[Supplied data]
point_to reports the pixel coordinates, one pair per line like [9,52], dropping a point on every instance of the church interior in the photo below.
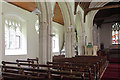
[60,40]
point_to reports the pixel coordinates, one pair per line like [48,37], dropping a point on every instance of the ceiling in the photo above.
[30,6]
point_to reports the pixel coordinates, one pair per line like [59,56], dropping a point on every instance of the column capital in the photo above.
[43,25]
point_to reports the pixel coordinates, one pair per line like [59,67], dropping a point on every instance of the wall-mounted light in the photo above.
[36,11]
[70,27]
[52,34]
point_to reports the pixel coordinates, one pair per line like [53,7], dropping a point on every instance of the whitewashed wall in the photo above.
[32,36]
[106,30]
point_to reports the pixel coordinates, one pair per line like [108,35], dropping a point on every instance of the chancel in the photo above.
[59,40]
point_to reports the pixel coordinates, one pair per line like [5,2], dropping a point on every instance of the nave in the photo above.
[71,40]
[76,68]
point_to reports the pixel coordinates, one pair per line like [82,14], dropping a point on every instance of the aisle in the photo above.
[112,72]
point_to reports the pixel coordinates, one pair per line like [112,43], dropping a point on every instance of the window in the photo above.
[15,35]
[55,43]
[12,34]
[116,34]
[37,26]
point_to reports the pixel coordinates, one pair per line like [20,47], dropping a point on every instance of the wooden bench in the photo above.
[97,64]
[24,73]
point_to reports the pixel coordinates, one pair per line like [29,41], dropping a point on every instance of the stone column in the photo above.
[1,34]
[43,42]
[69,43]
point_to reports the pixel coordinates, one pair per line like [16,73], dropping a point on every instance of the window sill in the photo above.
[15,52]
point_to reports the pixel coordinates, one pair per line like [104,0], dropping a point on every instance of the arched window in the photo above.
[15,35]
[116,34]
[37,26]
[12,34]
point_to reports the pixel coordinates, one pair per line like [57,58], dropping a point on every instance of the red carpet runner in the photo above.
[112,72]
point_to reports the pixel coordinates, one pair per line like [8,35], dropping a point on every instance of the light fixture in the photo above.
[70,27]
[52,34]
[36,11]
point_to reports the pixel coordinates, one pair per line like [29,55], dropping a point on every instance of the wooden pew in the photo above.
[50,73]
[35,61]
[96,63]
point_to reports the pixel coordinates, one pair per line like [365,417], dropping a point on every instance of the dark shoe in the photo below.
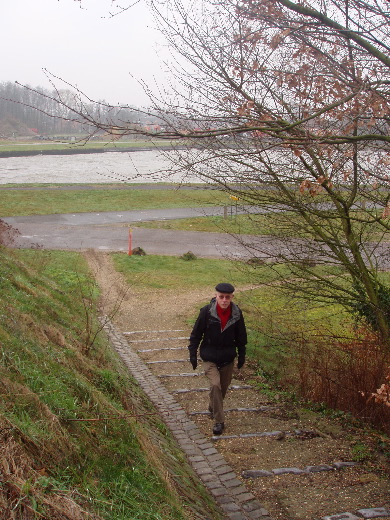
[218,428]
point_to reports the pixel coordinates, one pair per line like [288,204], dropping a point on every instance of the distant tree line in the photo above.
[25,110]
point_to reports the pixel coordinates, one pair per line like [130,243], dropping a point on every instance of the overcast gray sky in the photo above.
[83,45]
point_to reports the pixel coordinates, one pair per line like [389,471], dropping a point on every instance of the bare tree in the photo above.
[285,105]
[288,104]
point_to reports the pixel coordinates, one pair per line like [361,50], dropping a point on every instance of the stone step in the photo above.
[192,390]
[372,512]
[244,410]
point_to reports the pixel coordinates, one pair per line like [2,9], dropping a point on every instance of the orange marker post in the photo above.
[130,252]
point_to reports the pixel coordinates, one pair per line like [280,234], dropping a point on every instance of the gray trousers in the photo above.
[219,379]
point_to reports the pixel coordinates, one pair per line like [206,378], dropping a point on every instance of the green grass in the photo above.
[168,272]
[52,382]
[46,202]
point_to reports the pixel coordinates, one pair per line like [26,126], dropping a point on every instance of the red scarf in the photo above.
[224,315]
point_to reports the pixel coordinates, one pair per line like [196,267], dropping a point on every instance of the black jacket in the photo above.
[220,347]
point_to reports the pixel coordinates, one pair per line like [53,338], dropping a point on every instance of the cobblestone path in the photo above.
[270,463]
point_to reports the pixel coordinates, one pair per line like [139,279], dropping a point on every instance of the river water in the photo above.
[135,167]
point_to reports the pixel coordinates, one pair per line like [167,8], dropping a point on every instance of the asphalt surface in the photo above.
[109,231]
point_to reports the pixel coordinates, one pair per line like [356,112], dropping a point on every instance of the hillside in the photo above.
[78,438]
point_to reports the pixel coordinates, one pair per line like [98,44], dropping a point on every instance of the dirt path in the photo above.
[299,465]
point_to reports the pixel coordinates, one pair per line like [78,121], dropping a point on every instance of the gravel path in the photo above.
[278,462]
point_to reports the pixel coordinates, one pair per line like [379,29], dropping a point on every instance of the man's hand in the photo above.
[240,362]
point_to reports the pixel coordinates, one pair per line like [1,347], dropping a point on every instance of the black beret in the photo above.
[225,287]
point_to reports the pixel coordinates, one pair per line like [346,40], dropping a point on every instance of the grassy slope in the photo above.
[110,463]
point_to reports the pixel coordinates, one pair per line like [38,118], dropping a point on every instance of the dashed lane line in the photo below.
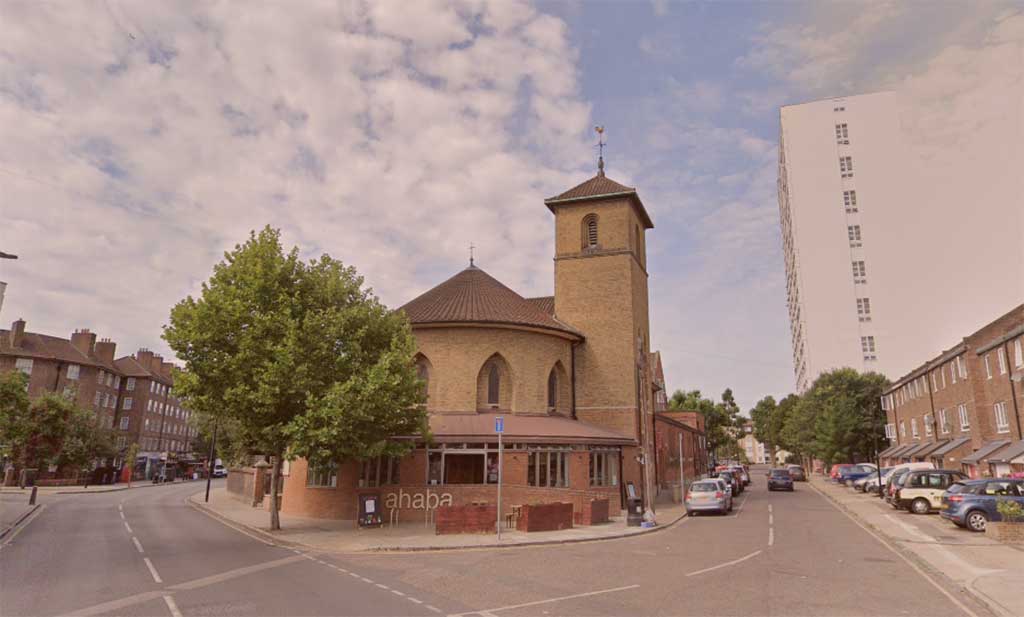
[153,570]
[539,602]
[172,606]
[726,564]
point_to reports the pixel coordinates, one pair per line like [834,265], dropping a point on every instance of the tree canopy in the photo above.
[297,358]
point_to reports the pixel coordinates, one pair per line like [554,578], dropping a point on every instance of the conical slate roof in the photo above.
[601,187]
[475,297]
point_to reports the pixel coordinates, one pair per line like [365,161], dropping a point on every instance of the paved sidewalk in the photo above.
[990,570]
[343,536]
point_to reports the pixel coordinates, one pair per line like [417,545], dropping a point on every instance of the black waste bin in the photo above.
[634,507]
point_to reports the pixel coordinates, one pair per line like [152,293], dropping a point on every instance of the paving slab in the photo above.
[345,536]
[990,570]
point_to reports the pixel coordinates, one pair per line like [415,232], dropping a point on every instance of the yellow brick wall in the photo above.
[458,354]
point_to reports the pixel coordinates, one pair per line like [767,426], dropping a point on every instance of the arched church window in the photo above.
[494,385]
[590,231]
[552,390]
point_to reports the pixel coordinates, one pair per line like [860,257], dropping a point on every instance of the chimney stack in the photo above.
[104,350]
[84,341]
[16,333]
[144,357]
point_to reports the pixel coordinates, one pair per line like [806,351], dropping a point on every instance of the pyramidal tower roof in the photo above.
[472,296]
[600,187]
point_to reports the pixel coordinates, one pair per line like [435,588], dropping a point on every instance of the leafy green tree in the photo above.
[49,429]
[299,357]
[721,420]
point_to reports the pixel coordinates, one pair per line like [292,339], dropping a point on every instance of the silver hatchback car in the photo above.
[709,495]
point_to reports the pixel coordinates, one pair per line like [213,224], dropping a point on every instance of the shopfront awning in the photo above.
[930,447]
[886,452]
[900,449]
[949,447]
[916,448]
[985,450]
[1009,453]
[479,428]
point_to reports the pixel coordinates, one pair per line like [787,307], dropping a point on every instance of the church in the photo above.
[569,375]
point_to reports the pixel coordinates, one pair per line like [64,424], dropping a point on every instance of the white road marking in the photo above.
[726,564]
[530,604]
[901,556]
[153,570]
[172,606]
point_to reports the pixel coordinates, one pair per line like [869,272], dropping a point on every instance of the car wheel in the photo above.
[976,520]
[921,505]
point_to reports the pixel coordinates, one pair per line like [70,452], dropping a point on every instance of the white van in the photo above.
[871,485]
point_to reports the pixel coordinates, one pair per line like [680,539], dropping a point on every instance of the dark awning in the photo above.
[886,452]
[923,452]
[916,448]
[1009,453]
[985,450]
[949,447]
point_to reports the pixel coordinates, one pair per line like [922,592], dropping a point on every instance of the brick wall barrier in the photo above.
[594,512]
[465,519]
[1008,533]
[545,517]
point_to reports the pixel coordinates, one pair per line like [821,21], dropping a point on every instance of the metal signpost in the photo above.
[499,428]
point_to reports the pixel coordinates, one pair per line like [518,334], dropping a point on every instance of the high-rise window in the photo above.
[859,272]
[864,309]
[842,134]
[846,166]
[850,201]
[854,232]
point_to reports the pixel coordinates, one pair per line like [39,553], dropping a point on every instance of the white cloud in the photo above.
[147,139]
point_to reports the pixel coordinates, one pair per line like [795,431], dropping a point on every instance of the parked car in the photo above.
[797,473]
[861,484]
[733,482]
[709,495]
[780,479]
[834,473]
[972,503]
[856,472]
[921,491]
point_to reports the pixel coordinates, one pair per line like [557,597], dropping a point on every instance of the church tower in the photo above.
[601,290]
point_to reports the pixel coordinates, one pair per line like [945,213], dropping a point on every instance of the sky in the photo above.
[141,140]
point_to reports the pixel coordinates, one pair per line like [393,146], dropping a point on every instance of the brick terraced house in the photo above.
[964,409]
[570,373]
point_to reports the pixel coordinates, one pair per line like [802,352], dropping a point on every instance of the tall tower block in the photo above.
[601,290]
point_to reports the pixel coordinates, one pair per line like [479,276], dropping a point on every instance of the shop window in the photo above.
[548,468]
[323,476]
[604,468]
[379,471]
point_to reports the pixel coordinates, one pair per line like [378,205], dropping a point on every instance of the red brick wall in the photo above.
[466,519]
[545,517]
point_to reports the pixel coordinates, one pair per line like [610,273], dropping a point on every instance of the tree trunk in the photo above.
[274,480]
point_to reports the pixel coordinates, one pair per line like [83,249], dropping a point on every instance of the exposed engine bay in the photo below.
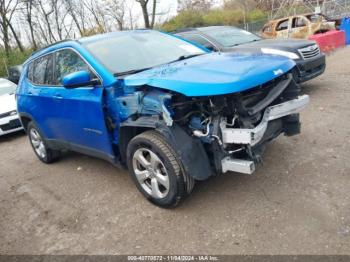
[234,128]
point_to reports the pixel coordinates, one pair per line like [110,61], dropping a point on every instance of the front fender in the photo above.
[189,150]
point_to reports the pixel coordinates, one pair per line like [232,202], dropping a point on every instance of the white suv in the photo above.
[9,121]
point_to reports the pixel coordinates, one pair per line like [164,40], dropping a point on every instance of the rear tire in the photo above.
[39,145]
[157,171]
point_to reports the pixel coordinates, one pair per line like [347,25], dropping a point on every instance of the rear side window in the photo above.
[40,71]
[282,25]
[68,61]
[298,22]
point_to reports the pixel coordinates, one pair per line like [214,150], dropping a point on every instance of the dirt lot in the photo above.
[298,202]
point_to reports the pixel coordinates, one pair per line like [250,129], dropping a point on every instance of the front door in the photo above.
[81,120]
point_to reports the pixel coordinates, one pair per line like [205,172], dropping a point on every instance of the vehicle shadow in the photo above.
[12,136]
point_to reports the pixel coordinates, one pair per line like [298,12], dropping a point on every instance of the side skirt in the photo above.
[62,145]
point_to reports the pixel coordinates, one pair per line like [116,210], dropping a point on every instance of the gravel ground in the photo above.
[298,201]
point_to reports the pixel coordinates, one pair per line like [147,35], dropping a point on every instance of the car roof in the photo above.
[202,29]
[83,40]
[5,82]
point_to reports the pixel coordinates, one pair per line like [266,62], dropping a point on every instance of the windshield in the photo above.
[231,36]
[137,50]
[6,87]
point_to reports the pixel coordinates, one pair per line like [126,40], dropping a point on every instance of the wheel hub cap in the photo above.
[151,173]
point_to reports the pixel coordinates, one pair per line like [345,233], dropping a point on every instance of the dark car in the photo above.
[307,55]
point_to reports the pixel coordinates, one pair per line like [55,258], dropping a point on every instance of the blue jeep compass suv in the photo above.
[171,111]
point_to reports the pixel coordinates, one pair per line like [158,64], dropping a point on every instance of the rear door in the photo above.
[80,120]
[39,96]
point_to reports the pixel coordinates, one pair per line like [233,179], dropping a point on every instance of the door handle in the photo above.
[57,96]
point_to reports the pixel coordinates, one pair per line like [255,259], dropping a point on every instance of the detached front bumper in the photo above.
[10,124]
[310,68]
[253,136]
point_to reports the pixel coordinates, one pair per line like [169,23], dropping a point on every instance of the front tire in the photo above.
[39,145]
[157,171]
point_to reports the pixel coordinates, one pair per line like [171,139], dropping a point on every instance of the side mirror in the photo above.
[210,47]
[79,79]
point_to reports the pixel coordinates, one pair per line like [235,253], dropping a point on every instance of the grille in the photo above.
[13,124]
[310,51]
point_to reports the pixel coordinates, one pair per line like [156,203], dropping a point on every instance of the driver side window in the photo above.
[68,61]
[282,25]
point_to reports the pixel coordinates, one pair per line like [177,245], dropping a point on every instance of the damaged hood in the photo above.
[213,73]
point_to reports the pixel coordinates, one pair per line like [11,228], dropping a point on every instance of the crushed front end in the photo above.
[235,128]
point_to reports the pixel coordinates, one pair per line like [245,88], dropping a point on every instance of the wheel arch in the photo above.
[190,151]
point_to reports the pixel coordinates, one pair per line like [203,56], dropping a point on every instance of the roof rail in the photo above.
[62,41]
[182,30]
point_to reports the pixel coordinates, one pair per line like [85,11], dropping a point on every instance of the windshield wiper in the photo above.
[134,71]
[129,72]
[184,57]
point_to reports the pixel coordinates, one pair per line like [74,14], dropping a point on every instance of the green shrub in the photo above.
[193,18]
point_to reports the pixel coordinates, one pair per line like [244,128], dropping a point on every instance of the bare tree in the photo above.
[202,5]
[28,14]
[7,9]
[77,11]
[145,13]
[117,10]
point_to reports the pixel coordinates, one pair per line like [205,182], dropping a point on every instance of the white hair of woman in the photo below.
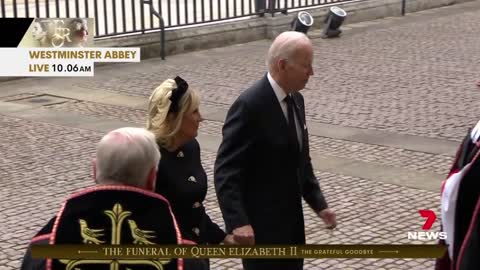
[126,156]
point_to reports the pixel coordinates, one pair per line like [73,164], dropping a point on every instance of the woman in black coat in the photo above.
[174,118]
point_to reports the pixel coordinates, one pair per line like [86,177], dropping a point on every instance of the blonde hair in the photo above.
[126,155]
[164,125]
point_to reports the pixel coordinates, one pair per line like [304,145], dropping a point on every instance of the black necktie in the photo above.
[292,128]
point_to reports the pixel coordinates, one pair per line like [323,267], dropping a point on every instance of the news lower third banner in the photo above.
[55,47]
[132,252]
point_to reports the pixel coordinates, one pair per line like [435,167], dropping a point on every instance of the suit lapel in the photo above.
[274,104]
[301,119]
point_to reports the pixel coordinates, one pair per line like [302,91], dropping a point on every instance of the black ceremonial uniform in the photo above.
[183,181]
[110,215]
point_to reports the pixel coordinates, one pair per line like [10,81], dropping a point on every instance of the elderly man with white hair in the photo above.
[263,166]
[120,209]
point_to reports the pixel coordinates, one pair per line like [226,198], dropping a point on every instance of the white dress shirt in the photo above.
[281,95]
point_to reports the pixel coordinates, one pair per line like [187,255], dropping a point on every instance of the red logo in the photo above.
[431,217]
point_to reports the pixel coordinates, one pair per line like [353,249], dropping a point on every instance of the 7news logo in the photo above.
[430,219]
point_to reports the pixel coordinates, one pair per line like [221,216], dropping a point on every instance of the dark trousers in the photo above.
[270,264]
[196,264]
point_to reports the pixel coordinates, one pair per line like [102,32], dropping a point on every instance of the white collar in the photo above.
[279,92]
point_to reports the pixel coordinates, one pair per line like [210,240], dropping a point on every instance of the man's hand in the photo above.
[244,235]
[329,217]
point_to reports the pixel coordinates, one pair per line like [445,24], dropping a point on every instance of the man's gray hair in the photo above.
[284,47]
[126,156]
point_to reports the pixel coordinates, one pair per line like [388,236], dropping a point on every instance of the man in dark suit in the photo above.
[263,166]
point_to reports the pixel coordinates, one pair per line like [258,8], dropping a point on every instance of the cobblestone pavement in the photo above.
[412,76]
[56,159]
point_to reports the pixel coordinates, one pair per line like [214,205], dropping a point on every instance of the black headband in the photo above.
[177,94]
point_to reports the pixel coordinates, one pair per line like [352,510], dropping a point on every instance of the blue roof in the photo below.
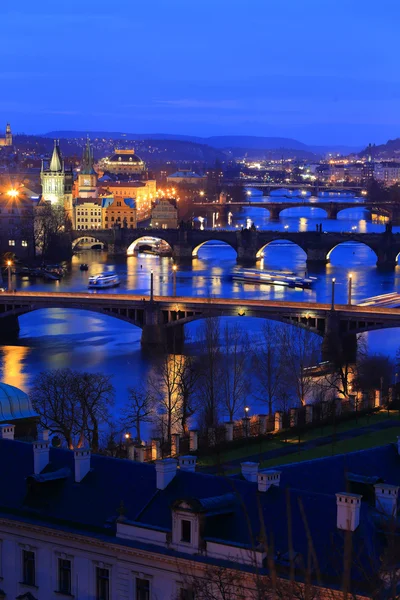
[234,511]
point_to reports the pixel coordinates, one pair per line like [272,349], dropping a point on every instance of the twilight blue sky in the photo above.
[322,71]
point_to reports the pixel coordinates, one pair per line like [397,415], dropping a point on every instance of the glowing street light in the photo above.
[9,265]
[174,269]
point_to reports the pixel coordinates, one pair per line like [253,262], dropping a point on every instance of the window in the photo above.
[102,584]
[142,589]
[28,567]
[64,576]
[186,531]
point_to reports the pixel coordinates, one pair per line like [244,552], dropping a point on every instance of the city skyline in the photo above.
[308,72]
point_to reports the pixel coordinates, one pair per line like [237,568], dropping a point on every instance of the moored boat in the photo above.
[103,280]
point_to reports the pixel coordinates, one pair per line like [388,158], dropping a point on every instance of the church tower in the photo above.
[8,135]
[56,181]
[87,179]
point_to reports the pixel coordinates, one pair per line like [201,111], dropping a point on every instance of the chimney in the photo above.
[166,471]
[7,431]
[41,452]
[187,463]
[82,463]
[268,478]
[386,498]
[348,511]
[250,471]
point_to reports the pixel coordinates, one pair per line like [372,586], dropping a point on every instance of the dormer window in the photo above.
[186,531]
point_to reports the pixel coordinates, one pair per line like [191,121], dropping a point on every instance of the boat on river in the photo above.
[103,281]
[257,276]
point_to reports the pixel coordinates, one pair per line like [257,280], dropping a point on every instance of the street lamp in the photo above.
[349,289]
[174,269]
[9,265]
[333,294]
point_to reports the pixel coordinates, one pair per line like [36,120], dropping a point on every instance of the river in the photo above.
[56,338]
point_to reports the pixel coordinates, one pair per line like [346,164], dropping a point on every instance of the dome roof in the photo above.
[14,404]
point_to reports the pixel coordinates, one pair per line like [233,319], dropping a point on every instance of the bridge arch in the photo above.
[353,245]
[88,241]
[213,242]
[148,243]
[276,241]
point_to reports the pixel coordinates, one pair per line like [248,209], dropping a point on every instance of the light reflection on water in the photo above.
[57,338]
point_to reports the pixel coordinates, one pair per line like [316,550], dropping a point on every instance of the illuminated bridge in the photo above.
[162,318]
[249,244]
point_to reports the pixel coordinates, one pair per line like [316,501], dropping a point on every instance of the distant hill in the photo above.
[217,141]
[384,151]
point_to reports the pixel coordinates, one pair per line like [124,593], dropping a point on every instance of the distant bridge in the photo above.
[249,244]
[332,208]
[162,318]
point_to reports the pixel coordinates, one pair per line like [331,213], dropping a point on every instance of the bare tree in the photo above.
[139,409]
[268,363]
[300,349]
[235,366]
[73,405]
[209,387]
[164,386]
[188,377]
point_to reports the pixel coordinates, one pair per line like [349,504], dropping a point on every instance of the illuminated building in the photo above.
[124,162]
[164,215]
[7,139]
[87,178]
[188,177]
[87,213]
[16,224]
[119,212]
[57,182]
[144,192]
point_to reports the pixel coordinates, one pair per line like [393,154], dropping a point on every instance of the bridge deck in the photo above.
[74,298]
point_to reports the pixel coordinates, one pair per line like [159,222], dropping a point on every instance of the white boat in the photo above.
[103,280]
[257,276]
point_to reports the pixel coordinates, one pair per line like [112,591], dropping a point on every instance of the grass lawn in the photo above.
[282,440]
[369,440]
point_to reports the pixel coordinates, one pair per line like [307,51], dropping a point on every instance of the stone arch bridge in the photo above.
[249,243]
[162,318]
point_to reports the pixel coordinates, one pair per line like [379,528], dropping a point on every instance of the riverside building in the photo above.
[91,526]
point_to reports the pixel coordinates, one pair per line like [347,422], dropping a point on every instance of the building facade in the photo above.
[57,182]
[144,193]
[7,139]
[119,212]
[87,213]
[91,526]
[164,215]
[124,162]
[87,178]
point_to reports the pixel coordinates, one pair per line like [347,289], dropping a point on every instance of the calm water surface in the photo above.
[56,338]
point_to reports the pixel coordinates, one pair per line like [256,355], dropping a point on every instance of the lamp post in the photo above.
[174,269]
[9,265]
[349,289]
[333,294]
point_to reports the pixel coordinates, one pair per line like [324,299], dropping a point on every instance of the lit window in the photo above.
[28,567]
[186,531]
[102,584]
[142,589]
[64,576]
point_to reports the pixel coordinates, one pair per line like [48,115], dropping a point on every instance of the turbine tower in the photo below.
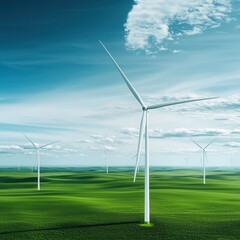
[144,129]
[37,159]
[106,161]
[204,157]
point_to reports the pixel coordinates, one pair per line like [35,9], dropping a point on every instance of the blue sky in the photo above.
[57,83]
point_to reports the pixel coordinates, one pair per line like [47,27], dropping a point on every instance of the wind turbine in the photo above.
[37,159]
[106,161]
[144,124]
[204,157]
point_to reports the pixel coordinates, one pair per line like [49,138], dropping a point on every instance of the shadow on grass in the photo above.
[69,227]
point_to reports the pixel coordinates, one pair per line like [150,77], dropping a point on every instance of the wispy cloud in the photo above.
[151,22]
[184,132]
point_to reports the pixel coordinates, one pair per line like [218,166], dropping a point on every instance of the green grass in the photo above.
[88,204]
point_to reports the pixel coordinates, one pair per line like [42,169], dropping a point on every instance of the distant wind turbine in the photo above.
[144,124]
[37,159]
[204,157]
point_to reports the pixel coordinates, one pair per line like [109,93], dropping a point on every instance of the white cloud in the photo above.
[177,51]
[150,22]
[232,144]
[184,132]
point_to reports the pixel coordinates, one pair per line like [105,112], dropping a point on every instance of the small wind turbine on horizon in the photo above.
[144,127]
[204,156]
[37,159]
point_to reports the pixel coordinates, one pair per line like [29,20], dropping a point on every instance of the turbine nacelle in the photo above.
[144,129]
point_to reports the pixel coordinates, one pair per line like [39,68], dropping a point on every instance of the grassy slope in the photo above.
[93,205]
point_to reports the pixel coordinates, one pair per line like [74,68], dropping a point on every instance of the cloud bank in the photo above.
[150,22]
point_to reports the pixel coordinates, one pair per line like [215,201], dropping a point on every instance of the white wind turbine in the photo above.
[37,159]
[144,124]
[204,157]
[106,161]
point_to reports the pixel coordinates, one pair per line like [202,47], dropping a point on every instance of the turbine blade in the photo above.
[48,144]
[161,105]
[130,86]
[30,141]
[142,126]
[210,143]
[195,143]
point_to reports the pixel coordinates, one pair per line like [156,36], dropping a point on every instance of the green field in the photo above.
[88,204]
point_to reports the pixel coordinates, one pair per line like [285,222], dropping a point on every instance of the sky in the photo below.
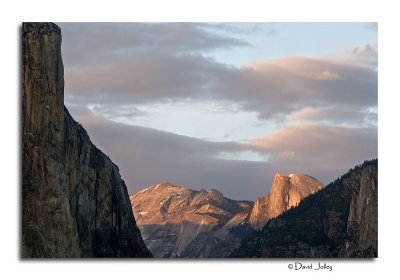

[What you are asked to do]
Extract from the listing above each line that contains the word "logo", and copy every such line in full.

[Result]
point_to reports the pixel coordinates, one pair per line like [187,255], dropping a point on every instance of the red logo in the photo above.
point_to reports the pixel coordinates, one pair per line like [353,249], dropping a point on every instance of the 7news logo in the photo above.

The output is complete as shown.